▶ _About this task_
Repeat all entries word for word; skip images.

[Excerpted records]

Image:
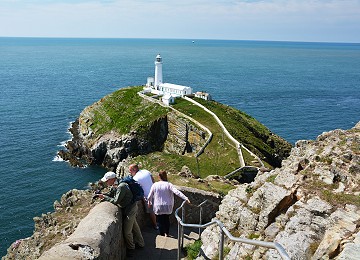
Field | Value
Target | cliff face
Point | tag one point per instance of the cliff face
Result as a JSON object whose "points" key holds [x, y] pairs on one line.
{"points": [[311, 205]]}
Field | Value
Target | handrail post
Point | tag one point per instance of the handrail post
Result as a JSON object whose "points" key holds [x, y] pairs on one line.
{"points": [[200, 221], [221, 244], [179, 241], [182, 228]]}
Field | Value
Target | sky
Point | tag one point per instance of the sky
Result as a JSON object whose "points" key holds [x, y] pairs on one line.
{"points": [[274, 20]]}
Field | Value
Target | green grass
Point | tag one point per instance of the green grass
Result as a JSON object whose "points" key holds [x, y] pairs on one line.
{"points": [[247, 130], [124, 111], [193, 249], [172, 163]]}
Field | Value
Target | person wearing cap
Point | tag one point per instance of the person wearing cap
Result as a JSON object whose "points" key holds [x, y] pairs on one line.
{"points": [[121, 195], [161, 195], [146, 180]]}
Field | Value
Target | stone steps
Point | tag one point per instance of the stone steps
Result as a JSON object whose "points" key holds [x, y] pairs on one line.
{"points": [[159, 247]]}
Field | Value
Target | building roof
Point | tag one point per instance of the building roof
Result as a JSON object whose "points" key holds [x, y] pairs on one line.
{"points": [[173, 86]]}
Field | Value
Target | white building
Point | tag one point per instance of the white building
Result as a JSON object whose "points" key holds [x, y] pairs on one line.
{"points": [[156, 85], [168, 99], [203, 95]]}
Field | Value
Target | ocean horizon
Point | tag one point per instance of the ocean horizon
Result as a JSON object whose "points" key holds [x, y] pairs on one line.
{"points": [[296, 89]]}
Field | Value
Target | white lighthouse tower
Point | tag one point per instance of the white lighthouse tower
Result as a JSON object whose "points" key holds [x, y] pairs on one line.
{"points": [[158, 72]]}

[/Excerpted records]

▶ _Solution for this task_
Image:
Field | Value
Target | cliff face
Point | tag one point per instance of the cliff face
Result as a JSON object whose "points" key holds [x, y] pairs on one line.
{"points": [[311, 205]]}
Field | Value
Target | handrail post
Point | tag one point per instance of the handrail post
Result as a JSON object whose "points" key holds [x, y] pairs on one line.
{"points": [[200, 221], [221, 244], [179, 241], [182, 228]]}
Field | Value
Target | sky
Point | tag one point per instance of the sky
Result as a JSON object whose "points" key holds [x, y] pairs on one line.
{"points": [[274, 20]]}
Field | Value
Target | green grass
Point | tag one point per instance of the green grass
Result as a JSON object whose "points" key holds [x, y] pairs on one line.
{"points": [[247, 130], [124, 111], [193, 249], [172, 163]]}
Field | Value
Target | person wearing cap
Point | tag one point per instance of the person wearing cap
Result as a JSON object whose "points" key holds [x, y] pairs on one line.
{"points": [[121, 195], [161, 195], [146, 180]]}
Field | Value
Target | stone steps
Point | tag one point per instance of the stone steps
Result as a JSON object whose "points" key holds [x, y] pairs on one line.
{"points": [[159, 247]]}
Field | Value
Target | building roof
Point | tag one point per instance of the building roof
Result as a JSON object whose "points" key holds [x, y] pairs on one line.
{"points": [[173, 86]]}
Field | Value
Target | white building
Point | tag one point per instance of the white building
Result as a JSON object whose "points" key holds [x, y] pairs on one line.
{"points": [[156, 85], [168, 99], [203, 95]]}
Field | Value
Target | ocean horizon
Point | tag one point per instance of the ocean horizon
Result as a JSON object whose "points" key holds [x, y] pairs on one line.
{"points": [[296, 89]]}
Field | Value
Target | white lighthouse tower
Point | tag one point per instance of the white lighthouse tower
Result as a JSON object whose "points" key holds [x, y] pairs on one line.
{"points": [[158, 72]]}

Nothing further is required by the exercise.